SOURCE DOCUMENT
————————

Constance Backhouse Honorary Doctorate Address

My work focuses on Canadian legal history and sex and race discrimination in law. Today I want to remind us of the struggles for entry of groups long excluded from the legal profession. For centuries, membership in the coveted Canadian legal profession was restricted to white males. The first outsiders to pierce the white male bubble faced enormous barriers and enduring hostility.

Robert Sutherland, now considered the “first Black lawyer,” was called to the Ontario bar more than a century and a half ago, in 1855.  The son of a free Black woman and Scottish father, he came from Jamaica to study law at Queen’s University. Sutherland established his law practice in southwestern Ontario, which at the time was rife with racism. Segregated public schools, ghettoized residential neighbourhoods, discriminatory employment structures and racist social and cultural norms were pervasive. We still know little about his life, but Canada’s first Black lawyer is renowned for having left his estate to Queen’s University, bailing it out of imminent bankruptcy 20 years later.

————————

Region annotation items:
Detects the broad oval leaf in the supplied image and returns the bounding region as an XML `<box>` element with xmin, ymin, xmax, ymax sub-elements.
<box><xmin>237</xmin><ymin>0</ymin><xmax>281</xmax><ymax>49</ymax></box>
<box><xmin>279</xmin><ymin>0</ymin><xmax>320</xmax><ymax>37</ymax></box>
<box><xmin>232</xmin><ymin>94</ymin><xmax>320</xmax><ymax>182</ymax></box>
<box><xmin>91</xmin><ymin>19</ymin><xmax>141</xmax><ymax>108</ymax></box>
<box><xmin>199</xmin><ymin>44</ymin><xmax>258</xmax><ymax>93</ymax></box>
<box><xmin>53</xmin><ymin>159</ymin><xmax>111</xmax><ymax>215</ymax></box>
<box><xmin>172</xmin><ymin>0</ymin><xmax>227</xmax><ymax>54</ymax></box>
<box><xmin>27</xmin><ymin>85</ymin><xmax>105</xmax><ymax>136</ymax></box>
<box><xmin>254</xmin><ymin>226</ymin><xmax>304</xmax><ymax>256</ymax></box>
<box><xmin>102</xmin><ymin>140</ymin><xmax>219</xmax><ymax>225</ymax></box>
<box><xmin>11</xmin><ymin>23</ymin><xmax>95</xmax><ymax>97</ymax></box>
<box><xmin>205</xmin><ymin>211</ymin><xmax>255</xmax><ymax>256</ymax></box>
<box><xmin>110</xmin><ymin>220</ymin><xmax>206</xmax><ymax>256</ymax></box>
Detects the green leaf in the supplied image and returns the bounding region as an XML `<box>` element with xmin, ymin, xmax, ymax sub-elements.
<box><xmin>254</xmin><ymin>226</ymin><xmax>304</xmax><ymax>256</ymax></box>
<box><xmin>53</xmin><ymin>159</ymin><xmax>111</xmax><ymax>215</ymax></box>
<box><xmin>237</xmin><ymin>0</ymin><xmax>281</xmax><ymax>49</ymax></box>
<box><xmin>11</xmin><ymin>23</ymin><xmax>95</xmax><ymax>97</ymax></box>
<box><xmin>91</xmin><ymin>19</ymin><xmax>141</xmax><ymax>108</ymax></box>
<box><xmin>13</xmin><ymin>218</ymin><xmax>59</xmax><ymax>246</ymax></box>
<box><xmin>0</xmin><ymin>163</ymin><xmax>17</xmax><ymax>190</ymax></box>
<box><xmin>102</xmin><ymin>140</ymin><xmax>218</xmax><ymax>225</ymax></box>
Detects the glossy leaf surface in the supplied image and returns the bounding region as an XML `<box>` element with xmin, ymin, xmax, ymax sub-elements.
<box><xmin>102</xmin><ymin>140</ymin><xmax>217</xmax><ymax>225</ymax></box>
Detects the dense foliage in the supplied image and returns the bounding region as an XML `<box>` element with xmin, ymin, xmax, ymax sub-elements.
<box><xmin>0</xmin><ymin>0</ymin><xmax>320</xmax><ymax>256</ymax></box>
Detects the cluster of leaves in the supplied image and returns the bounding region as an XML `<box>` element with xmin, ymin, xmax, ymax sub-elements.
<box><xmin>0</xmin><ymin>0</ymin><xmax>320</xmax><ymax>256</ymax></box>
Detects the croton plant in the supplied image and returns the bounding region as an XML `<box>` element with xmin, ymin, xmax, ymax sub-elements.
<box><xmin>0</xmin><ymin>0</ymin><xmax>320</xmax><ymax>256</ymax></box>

————————

WHAT YOU WILL DO
(1) According to the honorary doctorate address, in what year was Robert Sutherland called to the Ontario bar?
(2) Carry the honorary doctorate address on from its final sentence.

ANSWERS FOR THE EXERCISE
(1) 1855

(2)
We know more about Delos Davis, who had moved with his formerly enslaved parents from Maryland to the Windsor, Ontario area.  Because no lawyer would hire him as an articling student for more than a decade, he was forced to obtain special admission through provincial legislation. His call to the bar in 1886 came over the repeated protests of the Law Society. Because memories had faded of Robert Sutherland’s historic first, Delos Davis believed he was the first. The racist reception he received indicates that many people also thought he was the first. Delos Davis defended many Black criminal clients, and he was forced to develop special strategies to fight for fairness inside a criminal justice system riddled with racist police, judges and jurors.

Clara Brett Martin broke the gender barrier in 1897, when she was called to the bar in Toronto, the first woman in the entire British Commonwealth. Women were still forbidden to vote, to be elected as politicians, to sit on juries or serve as judges. The 23-year-old woman successfully navigated a six-year battle of initial rejection, two provincial statutes, multiple bencher debates, a tied Law Society vote broken only by the Treasurer’s “yes” vote, and significant sexual harassment during her articles and bar ad course.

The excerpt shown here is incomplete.